What is needed
This exercise asks for every line of the material that includes the word "barge".

===============

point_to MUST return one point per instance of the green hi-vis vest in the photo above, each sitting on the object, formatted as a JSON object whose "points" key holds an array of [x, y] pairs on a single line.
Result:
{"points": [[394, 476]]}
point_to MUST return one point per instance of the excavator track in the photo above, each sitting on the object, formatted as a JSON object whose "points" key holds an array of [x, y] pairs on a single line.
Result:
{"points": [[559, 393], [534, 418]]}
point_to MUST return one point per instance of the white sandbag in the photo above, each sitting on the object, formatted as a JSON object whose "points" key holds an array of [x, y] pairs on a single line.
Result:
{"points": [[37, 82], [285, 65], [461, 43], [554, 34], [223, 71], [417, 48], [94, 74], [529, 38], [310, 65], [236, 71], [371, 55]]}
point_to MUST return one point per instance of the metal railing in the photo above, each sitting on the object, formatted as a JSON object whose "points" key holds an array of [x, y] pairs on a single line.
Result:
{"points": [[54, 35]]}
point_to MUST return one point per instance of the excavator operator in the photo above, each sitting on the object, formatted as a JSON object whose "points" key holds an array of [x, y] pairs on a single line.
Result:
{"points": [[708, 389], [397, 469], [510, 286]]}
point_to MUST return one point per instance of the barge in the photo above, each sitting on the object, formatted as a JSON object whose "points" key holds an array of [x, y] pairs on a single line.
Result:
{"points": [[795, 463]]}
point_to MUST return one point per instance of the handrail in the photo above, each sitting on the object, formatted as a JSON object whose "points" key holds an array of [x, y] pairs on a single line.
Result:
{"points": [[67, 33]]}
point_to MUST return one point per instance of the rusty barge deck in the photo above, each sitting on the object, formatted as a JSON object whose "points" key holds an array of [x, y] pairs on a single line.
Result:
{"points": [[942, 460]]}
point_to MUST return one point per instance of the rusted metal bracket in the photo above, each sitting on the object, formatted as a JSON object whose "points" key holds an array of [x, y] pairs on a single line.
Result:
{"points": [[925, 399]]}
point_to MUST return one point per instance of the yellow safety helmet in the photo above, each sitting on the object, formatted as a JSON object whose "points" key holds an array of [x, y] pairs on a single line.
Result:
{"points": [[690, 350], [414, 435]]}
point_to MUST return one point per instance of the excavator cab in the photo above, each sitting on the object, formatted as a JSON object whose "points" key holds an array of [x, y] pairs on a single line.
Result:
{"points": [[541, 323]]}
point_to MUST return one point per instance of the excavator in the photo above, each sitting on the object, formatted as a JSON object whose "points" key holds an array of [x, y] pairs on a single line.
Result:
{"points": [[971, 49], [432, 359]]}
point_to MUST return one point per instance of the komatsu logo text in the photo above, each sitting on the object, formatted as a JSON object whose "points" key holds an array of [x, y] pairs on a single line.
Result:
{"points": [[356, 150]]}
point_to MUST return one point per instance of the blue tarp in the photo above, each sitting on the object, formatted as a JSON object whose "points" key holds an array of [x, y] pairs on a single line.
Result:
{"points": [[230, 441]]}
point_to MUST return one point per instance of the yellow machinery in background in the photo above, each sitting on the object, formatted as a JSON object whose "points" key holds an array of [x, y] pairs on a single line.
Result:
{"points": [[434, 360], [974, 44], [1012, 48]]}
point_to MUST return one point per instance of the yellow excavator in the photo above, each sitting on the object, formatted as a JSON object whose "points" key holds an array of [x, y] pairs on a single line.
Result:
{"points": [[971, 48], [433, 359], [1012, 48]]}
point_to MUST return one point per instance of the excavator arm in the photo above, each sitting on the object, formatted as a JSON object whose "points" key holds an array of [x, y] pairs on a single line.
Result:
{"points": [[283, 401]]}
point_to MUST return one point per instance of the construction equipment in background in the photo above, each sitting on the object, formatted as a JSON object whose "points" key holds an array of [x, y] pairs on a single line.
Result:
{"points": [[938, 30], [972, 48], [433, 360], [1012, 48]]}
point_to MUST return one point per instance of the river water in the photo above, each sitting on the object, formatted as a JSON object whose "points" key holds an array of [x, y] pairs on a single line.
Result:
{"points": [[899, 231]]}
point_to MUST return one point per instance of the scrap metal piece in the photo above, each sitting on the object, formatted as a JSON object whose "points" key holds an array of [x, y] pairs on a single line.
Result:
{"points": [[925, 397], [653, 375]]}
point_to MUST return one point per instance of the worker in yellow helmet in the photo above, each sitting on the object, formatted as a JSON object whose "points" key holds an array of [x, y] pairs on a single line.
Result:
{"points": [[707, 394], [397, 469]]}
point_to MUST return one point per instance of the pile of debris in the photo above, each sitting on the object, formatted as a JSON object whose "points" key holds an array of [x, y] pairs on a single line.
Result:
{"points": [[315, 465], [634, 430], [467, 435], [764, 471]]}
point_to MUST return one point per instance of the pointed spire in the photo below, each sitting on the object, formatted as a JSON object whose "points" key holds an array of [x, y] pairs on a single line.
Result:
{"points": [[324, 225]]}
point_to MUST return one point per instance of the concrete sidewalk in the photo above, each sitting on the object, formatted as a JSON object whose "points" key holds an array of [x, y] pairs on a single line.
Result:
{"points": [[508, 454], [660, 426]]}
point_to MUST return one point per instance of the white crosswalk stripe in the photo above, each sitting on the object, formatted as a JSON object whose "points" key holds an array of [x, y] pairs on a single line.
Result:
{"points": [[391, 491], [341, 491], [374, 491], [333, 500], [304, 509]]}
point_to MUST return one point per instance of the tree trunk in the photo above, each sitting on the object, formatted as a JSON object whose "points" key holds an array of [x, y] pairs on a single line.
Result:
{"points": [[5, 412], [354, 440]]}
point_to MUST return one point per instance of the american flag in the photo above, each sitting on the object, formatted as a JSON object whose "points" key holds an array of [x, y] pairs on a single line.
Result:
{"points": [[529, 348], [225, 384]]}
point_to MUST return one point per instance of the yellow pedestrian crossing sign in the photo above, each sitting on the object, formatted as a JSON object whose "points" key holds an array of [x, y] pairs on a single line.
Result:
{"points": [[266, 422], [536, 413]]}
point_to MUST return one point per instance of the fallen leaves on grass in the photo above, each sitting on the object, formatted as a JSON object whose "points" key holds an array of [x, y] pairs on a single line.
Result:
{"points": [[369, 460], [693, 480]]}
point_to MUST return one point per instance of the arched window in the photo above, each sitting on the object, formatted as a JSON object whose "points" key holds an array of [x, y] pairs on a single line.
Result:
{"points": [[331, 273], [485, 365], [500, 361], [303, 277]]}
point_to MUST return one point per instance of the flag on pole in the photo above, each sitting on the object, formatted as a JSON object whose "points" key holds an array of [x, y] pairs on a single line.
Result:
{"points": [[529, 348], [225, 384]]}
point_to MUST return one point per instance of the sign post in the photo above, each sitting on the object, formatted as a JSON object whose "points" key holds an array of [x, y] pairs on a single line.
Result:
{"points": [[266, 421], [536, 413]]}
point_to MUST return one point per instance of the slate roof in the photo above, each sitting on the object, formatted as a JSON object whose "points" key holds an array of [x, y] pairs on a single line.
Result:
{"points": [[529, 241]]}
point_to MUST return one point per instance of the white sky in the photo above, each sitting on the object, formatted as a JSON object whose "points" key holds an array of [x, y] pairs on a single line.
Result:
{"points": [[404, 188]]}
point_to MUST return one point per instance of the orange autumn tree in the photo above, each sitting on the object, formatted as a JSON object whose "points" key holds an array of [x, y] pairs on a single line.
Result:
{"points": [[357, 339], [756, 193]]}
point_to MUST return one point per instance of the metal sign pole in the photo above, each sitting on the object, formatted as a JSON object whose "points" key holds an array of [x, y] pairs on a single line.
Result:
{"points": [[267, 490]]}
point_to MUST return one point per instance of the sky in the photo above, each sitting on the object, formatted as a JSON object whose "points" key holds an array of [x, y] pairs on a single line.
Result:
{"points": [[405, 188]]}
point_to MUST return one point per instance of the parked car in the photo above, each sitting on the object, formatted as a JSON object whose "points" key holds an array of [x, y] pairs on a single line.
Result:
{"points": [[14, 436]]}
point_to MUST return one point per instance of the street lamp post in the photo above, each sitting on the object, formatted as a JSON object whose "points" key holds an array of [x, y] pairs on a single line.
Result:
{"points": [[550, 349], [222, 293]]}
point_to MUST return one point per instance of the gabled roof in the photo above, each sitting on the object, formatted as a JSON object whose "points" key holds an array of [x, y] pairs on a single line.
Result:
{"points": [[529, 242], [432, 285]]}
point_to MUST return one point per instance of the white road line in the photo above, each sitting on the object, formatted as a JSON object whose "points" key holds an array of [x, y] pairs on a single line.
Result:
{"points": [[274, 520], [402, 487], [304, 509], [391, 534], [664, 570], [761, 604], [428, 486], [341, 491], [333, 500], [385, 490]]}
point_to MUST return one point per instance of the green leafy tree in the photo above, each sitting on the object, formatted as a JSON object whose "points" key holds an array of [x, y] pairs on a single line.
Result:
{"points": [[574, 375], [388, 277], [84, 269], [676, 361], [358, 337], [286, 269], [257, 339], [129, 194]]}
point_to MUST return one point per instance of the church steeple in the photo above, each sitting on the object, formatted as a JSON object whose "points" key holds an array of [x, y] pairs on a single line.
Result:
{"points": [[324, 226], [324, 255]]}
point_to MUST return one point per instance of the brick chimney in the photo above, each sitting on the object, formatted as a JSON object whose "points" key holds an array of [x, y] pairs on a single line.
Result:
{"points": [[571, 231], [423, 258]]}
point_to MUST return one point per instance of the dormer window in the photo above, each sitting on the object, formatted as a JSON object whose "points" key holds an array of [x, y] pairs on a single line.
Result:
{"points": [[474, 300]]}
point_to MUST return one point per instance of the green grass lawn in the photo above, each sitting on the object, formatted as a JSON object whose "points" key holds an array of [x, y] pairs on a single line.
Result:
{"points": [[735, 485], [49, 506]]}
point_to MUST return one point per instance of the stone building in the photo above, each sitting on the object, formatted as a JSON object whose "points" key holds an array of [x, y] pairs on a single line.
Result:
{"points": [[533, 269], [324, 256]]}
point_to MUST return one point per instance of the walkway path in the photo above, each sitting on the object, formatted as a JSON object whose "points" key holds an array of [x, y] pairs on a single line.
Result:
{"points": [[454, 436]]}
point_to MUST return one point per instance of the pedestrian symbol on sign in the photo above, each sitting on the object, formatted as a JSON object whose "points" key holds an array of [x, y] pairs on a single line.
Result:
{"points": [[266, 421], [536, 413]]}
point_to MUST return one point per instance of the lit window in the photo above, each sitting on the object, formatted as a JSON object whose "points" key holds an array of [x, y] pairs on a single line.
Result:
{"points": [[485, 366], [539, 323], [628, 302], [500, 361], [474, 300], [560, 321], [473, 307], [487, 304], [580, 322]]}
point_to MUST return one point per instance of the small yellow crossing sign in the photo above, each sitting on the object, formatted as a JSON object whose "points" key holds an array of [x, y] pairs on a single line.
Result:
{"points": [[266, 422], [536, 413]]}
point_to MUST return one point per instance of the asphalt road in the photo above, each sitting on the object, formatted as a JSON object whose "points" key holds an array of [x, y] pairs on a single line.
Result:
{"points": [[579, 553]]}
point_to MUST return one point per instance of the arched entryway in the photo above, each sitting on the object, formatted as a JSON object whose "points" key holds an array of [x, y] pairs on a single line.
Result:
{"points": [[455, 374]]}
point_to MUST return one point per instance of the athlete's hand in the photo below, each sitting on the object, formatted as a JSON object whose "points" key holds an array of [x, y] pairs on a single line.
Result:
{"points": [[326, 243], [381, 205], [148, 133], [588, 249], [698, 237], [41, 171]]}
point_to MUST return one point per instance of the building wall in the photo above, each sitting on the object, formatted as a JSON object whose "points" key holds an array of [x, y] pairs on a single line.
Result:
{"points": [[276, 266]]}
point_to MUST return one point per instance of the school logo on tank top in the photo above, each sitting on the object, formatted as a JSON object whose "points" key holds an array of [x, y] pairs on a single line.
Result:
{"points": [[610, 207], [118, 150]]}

===============

Response to this exercise
point_to MUST return one point per instance of the barge in the photo above, each sitting on the object, formatted as a JSON object whose "points" key holds an array of [x, y] pairs on a single line.
point_to MUST return one point per instance of the rusty barge deck in the photo above, each sitting on the object, formatted as a JSON object whose "points" key holds an array of [x, y] pairs on a single line.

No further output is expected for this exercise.